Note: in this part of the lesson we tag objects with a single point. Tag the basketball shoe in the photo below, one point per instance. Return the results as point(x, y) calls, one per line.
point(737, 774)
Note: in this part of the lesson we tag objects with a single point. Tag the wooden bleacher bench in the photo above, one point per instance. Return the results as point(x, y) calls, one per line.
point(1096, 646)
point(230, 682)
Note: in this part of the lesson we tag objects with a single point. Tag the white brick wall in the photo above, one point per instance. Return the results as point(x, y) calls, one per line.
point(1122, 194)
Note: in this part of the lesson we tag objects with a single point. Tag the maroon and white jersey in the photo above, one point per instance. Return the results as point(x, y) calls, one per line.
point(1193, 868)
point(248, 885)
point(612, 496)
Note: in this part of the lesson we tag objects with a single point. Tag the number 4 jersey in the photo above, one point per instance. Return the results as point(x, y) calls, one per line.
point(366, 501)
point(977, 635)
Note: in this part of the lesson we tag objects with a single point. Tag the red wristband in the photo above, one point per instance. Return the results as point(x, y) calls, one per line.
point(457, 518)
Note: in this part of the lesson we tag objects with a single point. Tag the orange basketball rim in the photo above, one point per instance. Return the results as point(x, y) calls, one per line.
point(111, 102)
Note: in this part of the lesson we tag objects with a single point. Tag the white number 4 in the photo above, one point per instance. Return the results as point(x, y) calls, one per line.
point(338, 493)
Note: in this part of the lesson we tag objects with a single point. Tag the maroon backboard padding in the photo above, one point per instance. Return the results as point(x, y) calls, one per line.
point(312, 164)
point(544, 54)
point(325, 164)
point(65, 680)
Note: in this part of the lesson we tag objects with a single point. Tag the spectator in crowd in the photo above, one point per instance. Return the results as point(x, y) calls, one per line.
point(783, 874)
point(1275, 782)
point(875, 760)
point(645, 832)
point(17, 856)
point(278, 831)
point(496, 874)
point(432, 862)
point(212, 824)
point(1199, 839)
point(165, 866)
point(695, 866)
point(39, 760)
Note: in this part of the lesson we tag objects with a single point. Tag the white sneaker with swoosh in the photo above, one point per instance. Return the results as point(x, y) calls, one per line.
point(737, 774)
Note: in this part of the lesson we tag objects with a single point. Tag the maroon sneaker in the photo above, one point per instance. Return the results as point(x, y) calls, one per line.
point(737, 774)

═══

Print every entry exactly as it appears.

Note: in this part of the lesson we tag objects with a single point. Tag the basketball shoe in the photo below, one point per instance. Return the results as point(x, y) calls, one per line.
point(737, 774)
Note: in this part of the lesson we tag objects with a single point. Tag the wooden bleacher bench in the photo above, one point per instance. Return the results as point(x, y) calls, one per line.
point(1096, 646)
point(230, 682)
Note: in this part of the lesson we tag objects with a single point. Tag the white brick wall in the photo above, one point per instance. Return the results as point(x, y) calls, one per line.
point(1122, 194)
Note: in this part of the lesson we tag objects with a single point. Tag the maroon and white jersey in the photo above, one point per instance. Return the results as point(x, y) calls, one per line.
point(1193, 868)
point(248, 885)
point(612, 496)
Note: in this part of the lesson we tag objects with a single point. Tag the number 4 jersey in the photo above, one point per instance. Return the results as point(x, y) calls, one per line.
point(366, 501)
point(977, 635)
Note: in this part of the lesson we tag objects with a single point. Tag the red wristband in the photo above, one point per instance. Return the results as point(x, y) calls, one per line.
point(457, 518)
Note: in this part of the lesson we tag objects with a single point. Tag the orange basketball rim in the photo above, one point per instance. Return the results as point(x, y) calls, one per line.
point(111, 102)
Note: in this part of the lesson we tag objects with a single point. Tag the white number 4 in the photo above, one point per instance. Return the results as point(x, y) calls, one per line.
point(338, 493)
Note: in this part of the lesson we tag objects with a single point. Tag the maroon backboard padding in the photo above, one point per instance. Return the results as point(x, y) calls, one per line.
point(312, 164)
point(544, 54)
point(325, 164)
point(65, 680)
Note: in this part of the lesson we tag objects with a single point. Tag the spectator in crowd in the photo above, one point per instance. Return the results as point(x, y) calls, one per line.
point(783, 874)
point(1275, 782)
point(875, 760)
point(645, 832)
point(17, 856)
point(278, 831)
point(496, 874)
point(432, 862)
point(212, 824)
point(1199, 839)
point(165, 866)
point(695, 866)
point(39, 760)
Note: in this part of the lesson we tag objects with a single point. Tag the white sneaker with swoosh in the photo above, one point per instance. Return the results as point(x, y) calls, one per line.
point(737, 774)
Note: in this part of the lesson we tag objects with a single point. Tag the maroon sneaker in the photo above, one point per instance. Return the results as point(x, y) calls, one per line.
point(737, 774)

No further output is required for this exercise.